Ricopia senza alcuna modifica, dall'articolo su Ghost Recon Wildlands, il passo che comincia con "Fatte le dovute" e prosegue fino a "fondo al tunnel.".

**Testo:**

# # # #

Ghost Recon Wildlands: (non siete i) benvenuti in Bolivia

Me la sono presa comoda? Si, pure troppo, e ci ho pure provato gusto. Non tanto per l’attesa del pezzo (che a qualche lettore potrebbe sovvenire facile lo stiCa), quanto per ritagliare il tempo necessario da dedicare a Ghost Recon Wildlands, cercando di alternare un avanzamento (non l’ho ancora finito, lo chiarisco subito) che mi permettesse di giocare un po’ in single player, un po’ in cooperativa con amici (ovviamente incastrando in maniera alquanto fantasiosa il tempo libero di tutti, cosa assai complessa), e capire realmente cosa Ubisoft è stata in grado di mettere in piedi. Mettiti comodo, se sei un giocatore di questo titolo, non sei affatto il benvenuto in Bolivia.

Fatte le dovute premesse, la storia probabilmente la conosci già: uno Stato completamente controllato da narcotrafficanti e menti particolarmente brillanti ma prestate al “lato oscuro della forza armata“, in grado di allargare i tentacoli e basare la propria economia sulla polvere bianca, portando sul libro paga militari specializzati, forze di polizia, politici, ma anche quei singoli cittadini che non riescono proprio a trovare una luce in fondo al tunnel.

# # # #

**Voci del dataset:**
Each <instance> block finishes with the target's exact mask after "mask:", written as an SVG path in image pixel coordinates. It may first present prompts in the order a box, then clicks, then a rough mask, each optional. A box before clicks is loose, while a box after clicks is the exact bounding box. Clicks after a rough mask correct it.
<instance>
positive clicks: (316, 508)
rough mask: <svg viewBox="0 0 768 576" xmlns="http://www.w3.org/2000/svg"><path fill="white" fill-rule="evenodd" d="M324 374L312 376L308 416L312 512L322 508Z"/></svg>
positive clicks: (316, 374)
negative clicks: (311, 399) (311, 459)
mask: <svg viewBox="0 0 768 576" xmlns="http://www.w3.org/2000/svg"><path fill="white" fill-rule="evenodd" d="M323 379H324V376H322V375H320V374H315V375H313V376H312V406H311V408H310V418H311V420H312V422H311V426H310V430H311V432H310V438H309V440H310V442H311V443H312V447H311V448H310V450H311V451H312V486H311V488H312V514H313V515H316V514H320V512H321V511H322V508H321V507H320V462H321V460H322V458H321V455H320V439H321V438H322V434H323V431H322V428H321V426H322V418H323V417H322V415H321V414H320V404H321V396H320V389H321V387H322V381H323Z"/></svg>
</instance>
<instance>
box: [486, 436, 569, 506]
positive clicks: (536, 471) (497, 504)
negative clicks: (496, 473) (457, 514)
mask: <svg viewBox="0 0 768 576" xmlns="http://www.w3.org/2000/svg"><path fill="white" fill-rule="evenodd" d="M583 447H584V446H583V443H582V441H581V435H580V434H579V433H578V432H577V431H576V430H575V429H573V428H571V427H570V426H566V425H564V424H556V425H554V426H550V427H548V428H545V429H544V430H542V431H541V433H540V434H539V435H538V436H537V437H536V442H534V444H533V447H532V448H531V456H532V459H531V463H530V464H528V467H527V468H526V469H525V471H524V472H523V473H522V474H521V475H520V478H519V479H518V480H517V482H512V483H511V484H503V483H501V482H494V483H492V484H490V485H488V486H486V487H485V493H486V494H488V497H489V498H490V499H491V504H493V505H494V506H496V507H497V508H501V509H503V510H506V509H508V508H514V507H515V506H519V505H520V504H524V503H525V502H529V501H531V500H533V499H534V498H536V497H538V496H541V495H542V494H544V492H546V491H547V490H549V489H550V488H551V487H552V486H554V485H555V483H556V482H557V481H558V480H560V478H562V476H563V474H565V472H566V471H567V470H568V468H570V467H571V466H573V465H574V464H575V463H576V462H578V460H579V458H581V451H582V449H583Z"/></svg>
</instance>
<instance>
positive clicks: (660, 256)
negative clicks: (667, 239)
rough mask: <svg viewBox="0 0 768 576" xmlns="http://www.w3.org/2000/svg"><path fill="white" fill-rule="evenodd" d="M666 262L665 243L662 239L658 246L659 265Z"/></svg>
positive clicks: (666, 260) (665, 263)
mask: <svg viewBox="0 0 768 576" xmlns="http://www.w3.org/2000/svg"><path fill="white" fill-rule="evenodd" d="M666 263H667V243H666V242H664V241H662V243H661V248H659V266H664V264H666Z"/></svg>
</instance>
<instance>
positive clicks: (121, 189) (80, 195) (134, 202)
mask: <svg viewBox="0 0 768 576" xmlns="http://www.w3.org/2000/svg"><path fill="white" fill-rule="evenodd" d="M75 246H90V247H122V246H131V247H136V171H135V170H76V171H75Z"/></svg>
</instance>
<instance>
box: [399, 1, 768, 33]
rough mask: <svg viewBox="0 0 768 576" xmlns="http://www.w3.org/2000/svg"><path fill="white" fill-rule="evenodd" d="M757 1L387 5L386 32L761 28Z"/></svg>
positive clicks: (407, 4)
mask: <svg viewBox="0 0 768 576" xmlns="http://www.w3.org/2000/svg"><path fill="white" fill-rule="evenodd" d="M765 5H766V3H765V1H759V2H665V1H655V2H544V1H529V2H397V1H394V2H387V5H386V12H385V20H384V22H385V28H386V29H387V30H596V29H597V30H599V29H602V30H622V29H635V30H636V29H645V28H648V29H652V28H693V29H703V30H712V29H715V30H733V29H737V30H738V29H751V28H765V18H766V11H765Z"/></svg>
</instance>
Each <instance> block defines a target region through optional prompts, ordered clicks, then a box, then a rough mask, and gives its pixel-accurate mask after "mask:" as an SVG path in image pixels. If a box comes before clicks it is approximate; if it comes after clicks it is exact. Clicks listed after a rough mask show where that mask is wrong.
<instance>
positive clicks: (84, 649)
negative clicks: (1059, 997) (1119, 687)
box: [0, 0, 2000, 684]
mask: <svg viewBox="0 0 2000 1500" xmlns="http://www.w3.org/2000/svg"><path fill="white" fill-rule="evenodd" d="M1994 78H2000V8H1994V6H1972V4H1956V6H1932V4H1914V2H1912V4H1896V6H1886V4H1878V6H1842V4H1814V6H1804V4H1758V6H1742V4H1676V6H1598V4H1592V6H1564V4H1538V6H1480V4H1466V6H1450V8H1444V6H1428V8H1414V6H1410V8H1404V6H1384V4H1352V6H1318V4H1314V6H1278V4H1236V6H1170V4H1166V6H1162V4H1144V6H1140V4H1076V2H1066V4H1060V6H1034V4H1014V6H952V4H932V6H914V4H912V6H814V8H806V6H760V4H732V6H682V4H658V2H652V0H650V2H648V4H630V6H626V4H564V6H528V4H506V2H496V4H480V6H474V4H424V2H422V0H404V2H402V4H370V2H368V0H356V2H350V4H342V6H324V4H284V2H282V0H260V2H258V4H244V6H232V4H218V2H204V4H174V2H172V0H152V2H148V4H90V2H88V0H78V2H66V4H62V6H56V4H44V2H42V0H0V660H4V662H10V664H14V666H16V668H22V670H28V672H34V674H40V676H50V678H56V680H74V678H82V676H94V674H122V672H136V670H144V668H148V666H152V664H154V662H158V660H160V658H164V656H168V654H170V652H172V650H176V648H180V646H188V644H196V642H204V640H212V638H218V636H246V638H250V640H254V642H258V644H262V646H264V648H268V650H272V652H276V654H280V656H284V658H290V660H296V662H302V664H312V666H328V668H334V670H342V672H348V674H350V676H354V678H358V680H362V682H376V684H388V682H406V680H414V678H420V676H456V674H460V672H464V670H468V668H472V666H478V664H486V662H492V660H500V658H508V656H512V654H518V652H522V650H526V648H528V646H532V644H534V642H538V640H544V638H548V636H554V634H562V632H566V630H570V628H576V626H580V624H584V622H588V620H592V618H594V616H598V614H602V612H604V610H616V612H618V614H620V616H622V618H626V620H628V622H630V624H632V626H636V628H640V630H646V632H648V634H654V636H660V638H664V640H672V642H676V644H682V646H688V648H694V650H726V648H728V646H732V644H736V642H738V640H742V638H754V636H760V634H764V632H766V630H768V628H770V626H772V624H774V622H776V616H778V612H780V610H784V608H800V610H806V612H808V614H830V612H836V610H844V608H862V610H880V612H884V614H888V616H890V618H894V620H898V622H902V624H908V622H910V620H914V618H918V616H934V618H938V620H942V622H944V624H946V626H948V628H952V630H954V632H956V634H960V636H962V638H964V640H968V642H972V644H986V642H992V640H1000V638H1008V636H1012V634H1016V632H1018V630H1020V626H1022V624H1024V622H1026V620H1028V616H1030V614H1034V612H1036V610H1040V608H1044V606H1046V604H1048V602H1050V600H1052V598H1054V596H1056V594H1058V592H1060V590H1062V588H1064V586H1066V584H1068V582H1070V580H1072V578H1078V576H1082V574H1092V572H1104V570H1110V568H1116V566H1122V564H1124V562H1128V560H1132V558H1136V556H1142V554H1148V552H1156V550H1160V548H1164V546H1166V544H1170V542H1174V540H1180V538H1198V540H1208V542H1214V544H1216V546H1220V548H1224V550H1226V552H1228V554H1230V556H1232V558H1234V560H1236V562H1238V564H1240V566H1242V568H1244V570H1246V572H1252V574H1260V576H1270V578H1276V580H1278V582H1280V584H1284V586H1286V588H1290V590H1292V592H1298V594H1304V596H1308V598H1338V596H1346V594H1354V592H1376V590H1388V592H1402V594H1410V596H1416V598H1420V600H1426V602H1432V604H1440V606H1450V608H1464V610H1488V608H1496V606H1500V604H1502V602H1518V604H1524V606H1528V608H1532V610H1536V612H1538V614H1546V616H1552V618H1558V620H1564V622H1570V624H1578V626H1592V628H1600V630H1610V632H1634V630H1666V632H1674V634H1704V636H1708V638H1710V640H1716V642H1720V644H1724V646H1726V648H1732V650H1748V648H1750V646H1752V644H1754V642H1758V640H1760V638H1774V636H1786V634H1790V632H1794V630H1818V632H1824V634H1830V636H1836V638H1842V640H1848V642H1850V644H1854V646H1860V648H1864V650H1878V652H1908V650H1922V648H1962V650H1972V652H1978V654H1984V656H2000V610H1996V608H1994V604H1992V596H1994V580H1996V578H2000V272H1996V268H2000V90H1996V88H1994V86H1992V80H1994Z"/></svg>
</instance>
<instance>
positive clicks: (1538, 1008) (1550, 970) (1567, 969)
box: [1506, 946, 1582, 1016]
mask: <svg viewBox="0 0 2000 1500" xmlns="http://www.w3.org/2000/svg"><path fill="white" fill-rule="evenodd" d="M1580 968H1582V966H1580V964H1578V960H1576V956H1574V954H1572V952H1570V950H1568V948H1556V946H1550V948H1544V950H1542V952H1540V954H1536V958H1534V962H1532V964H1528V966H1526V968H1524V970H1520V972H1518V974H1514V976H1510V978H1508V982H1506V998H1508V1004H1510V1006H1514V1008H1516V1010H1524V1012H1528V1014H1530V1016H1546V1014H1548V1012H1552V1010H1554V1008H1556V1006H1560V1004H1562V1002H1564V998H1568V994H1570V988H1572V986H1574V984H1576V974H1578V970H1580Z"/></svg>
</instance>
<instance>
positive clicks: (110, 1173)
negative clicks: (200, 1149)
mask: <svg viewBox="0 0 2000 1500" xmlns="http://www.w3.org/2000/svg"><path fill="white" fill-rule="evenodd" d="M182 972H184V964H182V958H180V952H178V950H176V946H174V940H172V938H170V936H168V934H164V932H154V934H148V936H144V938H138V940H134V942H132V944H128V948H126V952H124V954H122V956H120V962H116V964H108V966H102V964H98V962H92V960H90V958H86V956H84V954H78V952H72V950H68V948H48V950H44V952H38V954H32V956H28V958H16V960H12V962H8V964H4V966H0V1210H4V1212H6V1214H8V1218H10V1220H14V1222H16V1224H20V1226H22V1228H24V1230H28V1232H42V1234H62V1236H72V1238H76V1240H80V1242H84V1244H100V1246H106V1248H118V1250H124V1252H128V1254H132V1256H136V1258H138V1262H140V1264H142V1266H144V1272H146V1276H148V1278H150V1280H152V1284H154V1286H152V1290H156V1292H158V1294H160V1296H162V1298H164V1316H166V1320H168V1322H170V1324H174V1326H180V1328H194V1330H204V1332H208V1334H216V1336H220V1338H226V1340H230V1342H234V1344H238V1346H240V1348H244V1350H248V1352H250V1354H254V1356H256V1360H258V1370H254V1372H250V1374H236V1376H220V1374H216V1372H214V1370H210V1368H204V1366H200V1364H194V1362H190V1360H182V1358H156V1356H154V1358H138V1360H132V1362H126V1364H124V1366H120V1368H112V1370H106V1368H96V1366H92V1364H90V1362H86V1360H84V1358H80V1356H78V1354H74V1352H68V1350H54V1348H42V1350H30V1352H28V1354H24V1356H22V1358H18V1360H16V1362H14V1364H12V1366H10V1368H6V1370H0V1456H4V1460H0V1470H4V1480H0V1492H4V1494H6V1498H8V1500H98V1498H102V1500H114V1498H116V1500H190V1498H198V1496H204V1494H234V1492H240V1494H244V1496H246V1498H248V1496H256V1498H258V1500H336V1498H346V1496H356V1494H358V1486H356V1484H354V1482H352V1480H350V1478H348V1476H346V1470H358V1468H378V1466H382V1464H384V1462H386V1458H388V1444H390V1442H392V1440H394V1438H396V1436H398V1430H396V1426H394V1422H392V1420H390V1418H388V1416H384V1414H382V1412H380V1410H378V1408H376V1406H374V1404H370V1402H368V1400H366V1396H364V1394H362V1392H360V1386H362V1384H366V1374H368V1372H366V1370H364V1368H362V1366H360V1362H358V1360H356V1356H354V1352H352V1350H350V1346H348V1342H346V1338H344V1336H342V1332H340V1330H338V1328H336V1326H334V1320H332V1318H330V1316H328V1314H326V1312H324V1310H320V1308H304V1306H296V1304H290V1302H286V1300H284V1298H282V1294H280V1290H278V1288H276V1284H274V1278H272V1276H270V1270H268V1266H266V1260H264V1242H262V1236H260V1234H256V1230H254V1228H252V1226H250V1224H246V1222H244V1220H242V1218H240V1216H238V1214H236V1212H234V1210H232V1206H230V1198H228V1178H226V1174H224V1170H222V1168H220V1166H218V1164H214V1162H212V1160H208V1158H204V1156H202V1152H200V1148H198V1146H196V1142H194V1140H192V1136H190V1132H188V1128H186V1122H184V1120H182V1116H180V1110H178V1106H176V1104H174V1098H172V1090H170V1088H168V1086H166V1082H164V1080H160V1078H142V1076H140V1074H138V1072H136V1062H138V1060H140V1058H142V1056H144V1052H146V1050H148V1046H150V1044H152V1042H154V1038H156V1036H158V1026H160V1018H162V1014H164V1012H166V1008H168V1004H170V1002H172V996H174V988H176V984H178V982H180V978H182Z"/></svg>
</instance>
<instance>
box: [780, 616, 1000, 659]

# # # #

**Soluzione:**
Fatte le dovute premesse, la storia probabilmente la conosci già: uno Stato completamente controllato da narcotrafficanti e menti particolarmente brillanti ma prestate al “lato oscuro della forza armata“, in grado di allargare i tentacoli e basare la propria economia sulla polvere bianca, portando sul libro paga militari specializzati, forze di polizia, politici, ma anche quei singoli cittadini che non riescono proprio a trovare una luce in fondo al tunnel.